Brief
What is wanted is every line below from the one with "of the cherry" up to and including the one with "Category: cherry stem", retyped exactly, pictures excluded, nothing else.

Records for the task
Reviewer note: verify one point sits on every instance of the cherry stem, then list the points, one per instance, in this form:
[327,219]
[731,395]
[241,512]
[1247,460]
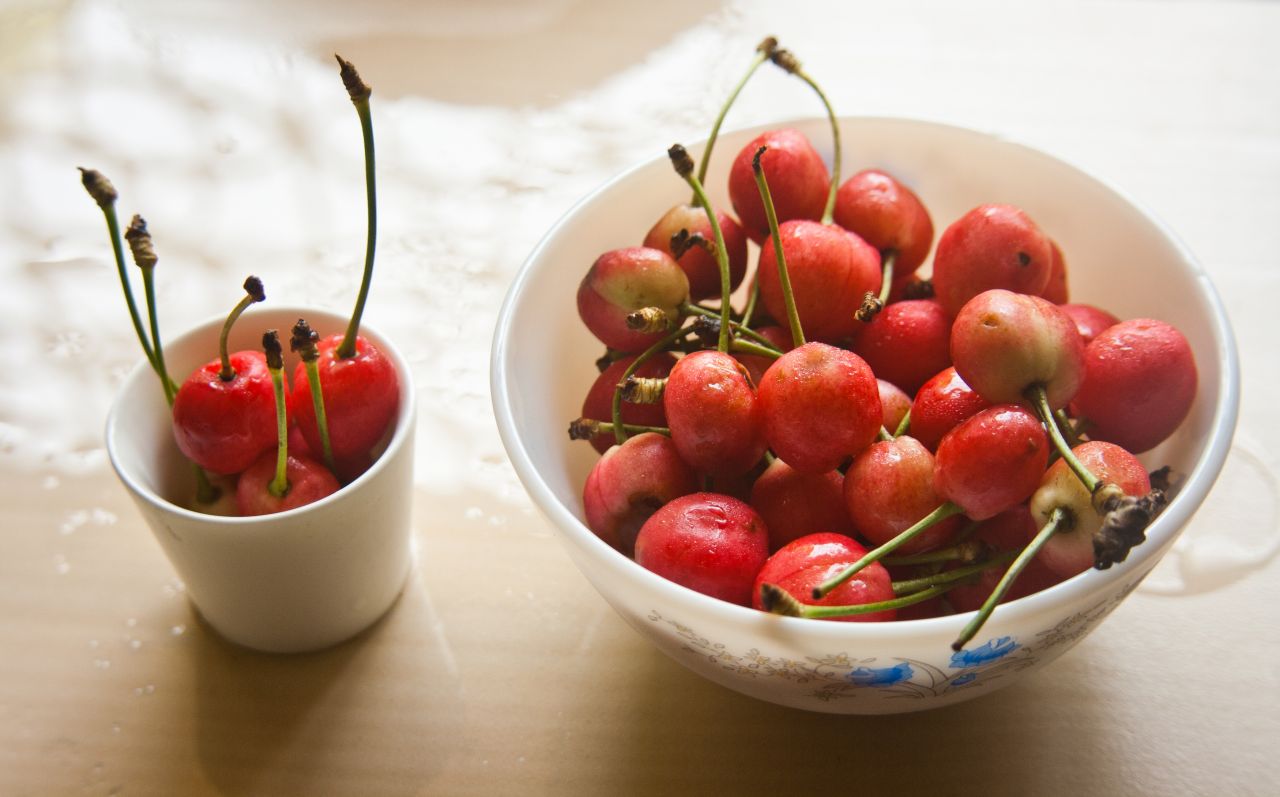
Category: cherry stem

...

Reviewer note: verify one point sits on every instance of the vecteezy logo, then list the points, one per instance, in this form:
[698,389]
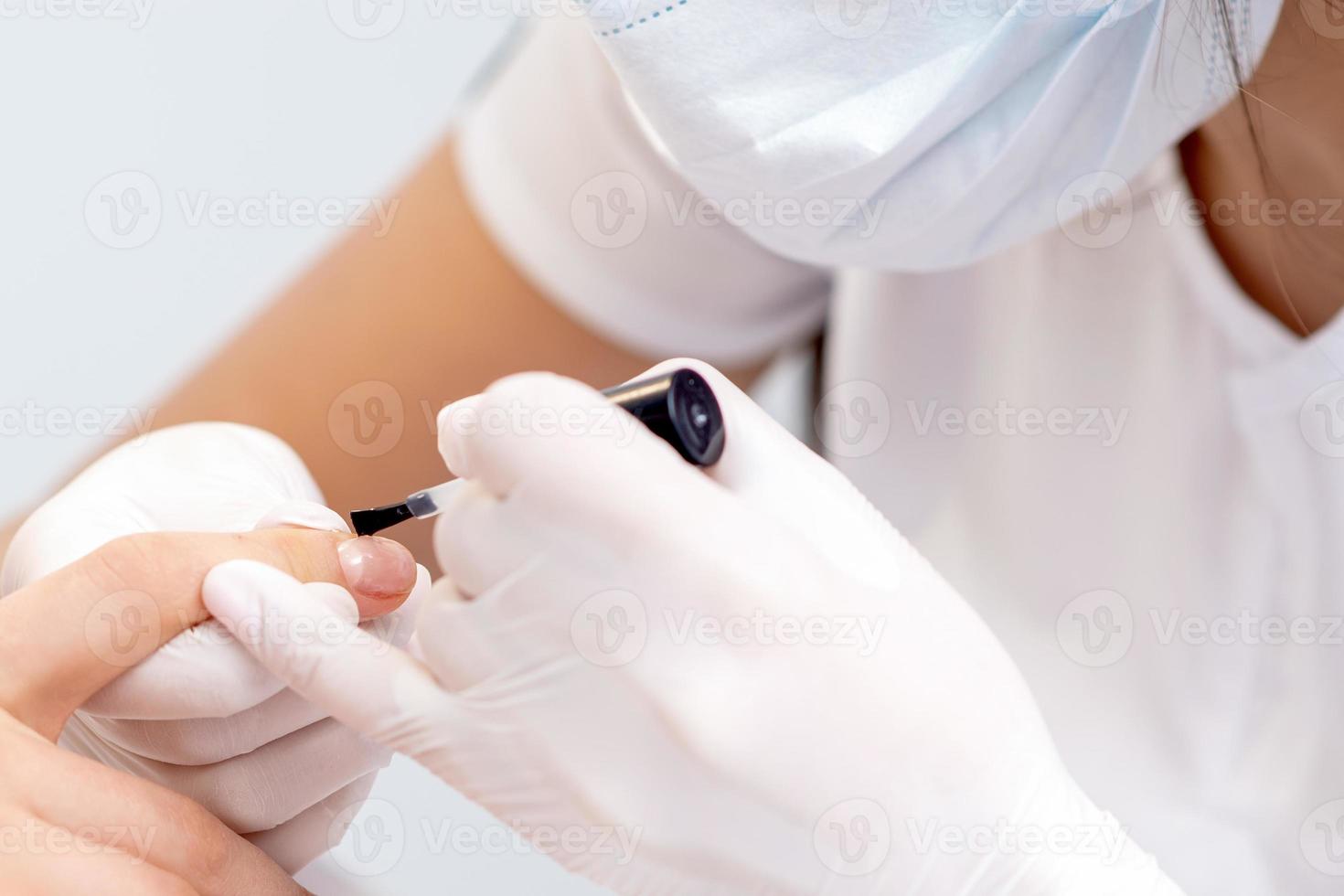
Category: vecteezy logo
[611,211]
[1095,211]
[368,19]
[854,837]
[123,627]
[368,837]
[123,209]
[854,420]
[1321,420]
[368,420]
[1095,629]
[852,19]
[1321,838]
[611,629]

---

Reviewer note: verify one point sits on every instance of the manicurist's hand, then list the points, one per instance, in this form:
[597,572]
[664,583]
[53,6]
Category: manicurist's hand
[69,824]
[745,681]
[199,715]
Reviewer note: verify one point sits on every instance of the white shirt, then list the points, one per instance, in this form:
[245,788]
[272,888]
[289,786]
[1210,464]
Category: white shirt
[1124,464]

Exercise result
Reviewer note: verify one point sits on every instance of the cherry stem, then list the points, one per instance, in this form:
[327,219]
[731,395]
[241,512]
[1247,460]
Category: cherry stem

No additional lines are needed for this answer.